TEXT SEGMENT
In Fig.below, $$D$$ is a point on side $$BC$$ of $$\Delta ABC$$ such that \begin{align}\frac{{BD}}{{CD}} = \frac{{BA}}{{CA}}\end{align}. Prove that $$AD$$ is the bisector of $$\angle BAC$$. Video Solution
Triangles
Ex 6.6 | Question 9

## Text Solution

#### Reasoning:

(i) As we know that in an isosceles triangle, the angles opposite to equal sides are equal.

TO DO
Duplicate the part of the angle bisector problem starting with "In Fig.below, $$D$$" and going on through "sides are equal.".

ROWS
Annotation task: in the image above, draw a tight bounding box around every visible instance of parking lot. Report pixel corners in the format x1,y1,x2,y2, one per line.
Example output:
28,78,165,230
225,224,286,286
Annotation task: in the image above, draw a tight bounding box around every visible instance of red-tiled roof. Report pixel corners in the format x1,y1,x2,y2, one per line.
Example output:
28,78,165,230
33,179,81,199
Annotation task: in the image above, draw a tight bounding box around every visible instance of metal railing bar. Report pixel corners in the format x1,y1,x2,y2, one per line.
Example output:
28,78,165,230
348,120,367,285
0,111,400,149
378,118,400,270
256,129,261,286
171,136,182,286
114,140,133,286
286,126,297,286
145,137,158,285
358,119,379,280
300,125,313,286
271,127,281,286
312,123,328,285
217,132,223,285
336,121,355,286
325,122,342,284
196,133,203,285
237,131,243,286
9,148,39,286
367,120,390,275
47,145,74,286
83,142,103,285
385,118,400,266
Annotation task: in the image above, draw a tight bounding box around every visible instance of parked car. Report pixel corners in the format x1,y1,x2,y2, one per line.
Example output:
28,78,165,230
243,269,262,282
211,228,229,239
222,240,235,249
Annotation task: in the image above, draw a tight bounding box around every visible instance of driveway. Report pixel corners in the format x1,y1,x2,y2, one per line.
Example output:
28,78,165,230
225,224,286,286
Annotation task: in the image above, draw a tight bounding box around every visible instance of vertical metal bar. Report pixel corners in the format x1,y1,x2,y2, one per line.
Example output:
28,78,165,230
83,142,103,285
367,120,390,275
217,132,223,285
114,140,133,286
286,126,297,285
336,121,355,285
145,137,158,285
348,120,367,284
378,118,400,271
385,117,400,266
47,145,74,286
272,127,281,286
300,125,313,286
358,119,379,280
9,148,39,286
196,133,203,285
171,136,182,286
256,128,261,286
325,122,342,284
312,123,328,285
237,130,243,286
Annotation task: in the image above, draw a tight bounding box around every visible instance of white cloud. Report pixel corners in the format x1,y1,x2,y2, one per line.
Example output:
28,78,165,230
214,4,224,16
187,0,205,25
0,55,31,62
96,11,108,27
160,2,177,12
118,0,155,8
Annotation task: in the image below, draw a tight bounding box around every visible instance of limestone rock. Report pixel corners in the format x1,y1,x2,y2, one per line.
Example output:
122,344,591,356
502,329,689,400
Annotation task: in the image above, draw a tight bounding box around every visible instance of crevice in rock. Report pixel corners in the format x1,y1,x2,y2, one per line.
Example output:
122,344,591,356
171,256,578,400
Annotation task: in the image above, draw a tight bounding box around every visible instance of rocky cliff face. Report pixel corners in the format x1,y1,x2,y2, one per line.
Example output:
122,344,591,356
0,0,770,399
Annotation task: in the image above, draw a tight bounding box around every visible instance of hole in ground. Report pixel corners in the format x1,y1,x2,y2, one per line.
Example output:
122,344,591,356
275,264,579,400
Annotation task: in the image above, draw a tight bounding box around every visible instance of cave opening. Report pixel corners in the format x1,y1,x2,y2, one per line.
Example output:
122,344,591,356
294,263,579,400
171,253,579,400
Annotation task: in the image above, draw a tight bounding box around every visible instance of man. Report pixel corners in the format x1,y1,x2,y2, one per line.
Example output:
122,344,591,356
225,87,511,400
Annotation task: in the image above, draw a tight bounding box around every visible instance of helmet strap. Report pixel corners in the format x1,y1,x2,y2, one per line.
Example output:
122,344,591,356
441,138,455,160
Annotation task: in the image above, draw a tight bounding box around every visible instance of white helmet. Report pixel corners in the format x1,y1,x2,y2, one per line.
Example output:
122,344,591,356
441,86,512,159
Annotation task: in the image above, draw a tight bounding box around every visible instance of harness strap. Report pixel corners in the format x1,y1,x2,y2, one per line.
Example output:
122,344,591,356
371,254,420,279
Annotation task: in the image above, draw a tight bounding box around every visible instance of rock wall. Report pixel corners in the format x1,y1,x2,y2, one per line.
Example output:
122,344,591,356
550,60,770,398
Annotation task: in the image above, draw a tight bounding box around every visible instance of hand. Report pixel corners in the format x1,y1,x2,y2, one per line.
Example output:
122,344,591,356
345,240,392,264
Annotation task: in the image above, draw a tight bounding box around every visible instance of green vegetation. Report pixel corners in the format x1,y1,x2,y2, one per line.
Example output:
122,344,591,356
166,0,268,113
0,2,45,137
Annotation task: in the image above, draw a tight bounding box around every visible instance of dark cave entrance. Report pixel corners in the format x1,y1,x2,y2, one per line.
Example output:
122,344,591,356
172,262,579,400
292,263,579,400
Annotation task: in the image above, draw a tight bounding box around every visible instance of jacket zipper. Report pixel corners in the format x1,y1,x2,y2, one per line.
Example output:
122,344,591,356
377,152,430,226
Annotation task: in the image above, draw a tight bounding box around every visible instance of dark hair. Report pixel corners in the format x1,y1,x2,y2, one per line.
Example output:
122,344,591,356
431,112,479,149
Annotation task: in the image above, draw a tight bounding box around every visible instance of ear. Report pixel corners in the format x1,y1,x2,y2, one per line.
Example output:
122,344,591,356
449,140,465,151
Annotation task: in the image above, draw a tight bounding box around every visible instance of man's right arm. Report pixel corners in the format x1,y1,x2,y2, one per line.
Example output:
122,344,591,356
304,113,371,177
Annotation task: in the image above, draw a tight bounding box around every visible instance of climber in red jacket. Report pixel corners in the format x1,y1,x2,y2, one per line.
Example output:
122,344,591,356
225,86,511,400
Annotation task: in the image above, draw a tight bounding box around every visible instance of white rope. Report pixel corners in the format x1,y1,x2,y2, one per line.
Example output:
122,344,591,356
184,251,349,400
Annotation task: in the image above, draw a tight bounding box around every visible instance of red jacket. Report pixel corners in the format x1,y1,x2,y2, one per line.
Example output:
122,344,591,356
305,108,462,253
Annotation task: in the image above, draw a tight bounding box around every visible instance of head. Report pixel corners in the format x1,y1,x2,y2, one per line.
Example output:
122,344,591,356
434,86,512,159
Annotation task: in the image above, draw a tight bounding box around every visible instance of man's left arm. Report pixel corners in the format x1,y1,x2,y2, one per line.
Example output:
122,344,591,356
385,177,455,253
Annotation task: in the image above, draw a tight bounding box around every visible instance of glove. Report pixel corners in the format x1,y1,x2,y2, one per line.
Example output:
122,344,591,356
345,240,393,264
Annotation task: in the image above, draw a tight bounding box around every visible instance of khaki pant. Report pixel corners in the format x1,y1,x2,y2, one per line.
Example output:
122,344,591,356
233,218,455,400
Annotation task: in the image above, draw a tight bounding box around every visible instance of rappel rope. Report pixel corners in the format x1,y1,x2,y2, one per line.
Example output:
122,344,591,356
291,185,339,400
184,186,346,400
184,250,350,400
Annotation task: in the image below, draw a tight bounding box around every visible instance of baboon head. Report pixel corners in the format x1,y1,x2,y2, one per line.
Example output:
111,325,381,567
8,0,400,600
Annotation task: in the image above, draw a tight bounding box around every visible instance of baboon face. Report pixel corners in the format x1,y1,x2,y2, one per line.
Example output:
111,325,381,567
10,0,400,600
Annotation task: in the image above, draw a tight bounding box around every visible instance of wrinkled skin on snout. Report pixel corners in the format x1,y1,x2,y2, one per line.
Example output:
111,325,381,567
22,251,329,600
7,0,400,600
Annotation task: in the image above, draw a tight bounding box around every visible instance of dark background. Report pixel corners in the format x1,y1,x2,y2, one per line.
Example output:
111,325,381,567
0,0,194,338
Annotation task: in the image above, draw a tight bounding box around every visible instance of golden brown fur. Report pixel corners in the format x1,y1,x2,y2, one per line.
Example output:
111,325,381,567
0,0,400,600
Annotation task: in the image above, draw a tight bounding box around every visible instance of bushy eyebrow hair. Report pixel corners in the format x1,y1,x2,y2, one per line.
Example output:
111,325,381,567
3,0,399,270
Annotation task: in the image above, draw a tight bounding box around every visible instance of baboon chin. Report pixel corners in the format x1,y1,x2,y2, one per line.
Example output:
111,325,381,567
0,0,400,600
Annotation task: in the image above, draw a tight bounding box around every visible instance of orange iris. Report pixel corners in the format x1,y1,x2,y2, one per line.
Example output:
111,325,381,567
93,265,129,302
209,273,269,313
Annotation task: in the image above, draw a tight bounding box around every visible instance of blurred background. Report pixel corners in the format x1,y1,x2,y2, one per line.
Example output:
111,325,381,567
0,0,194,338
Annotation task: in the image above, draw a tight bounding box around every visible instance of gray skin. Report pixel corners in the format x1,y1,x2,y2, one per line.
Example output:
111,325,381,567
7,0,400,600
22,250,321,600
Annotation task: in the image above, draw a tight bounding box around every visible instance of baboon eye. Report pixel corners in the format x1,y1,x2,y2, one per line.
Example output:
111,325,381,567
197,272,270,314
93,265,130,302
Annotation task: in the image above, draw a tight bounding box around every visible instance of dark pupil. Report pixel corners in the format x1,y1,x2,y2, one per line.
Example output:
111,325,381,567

THE SOLUTION
In Fig.below, $$D$$ is a point on side $$BC$$ of $$\Delta ABC$$ such that \begin{align}\frac{{BD}}{{CD}} = \frac{{BA}}{{CA}}\end{align}. Prove that $$AD$$ is the bisector of $$\angle BAC$$. Video Solution
Triangles
Ex 6.6 | Question 9

## Text Solution

#### Reasoning:

(i) As we know that in an isosceles triangle, the angles opposite to equal sides are equal.